(Stored data entries)
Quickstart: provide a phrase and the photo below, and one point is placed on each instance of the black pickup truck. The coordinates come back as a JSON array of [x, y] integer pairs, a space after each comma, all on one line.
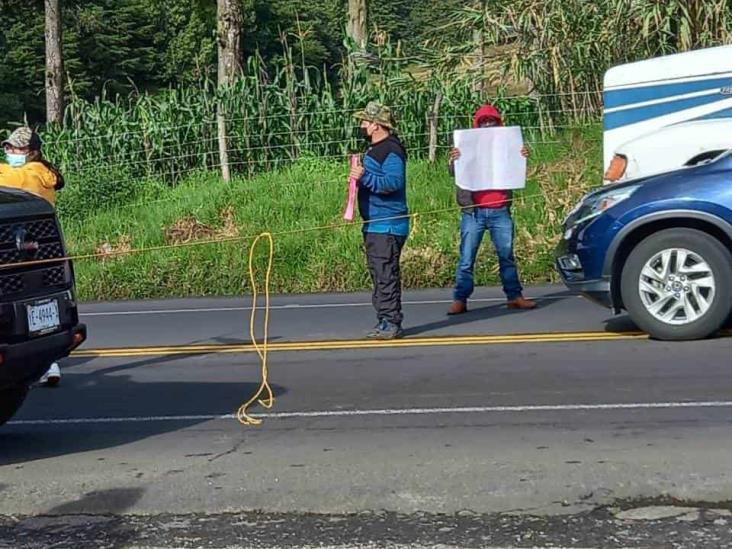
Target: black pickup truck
[[39, 321]]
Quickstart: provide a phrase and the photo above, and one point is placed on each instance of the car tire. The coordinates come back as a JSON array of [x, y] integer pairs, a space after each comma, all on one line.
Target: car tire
[[706, 305], [11, 398]]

> Task details
Every record should come back exactly as it is, though none of the pictures should.

> Solution to the exercise
Quickstart: provide a phrase and the photo below, and one point is placed on each instance of the black pickup truck. The coordinates come back as a JSON array of [x, y] integer pairs, a space after each comma, all on one line.
Target: black pickup truck
[[39, 321]]
Quickstart: provide a phrase and the photo above, and one point is placed on each instance of the car tire. The coordinates come back as a JSON array of [x, y] integer pairs, a space after each comma, all on one line.
Target: car tire
[[706, 305], [11, 398]]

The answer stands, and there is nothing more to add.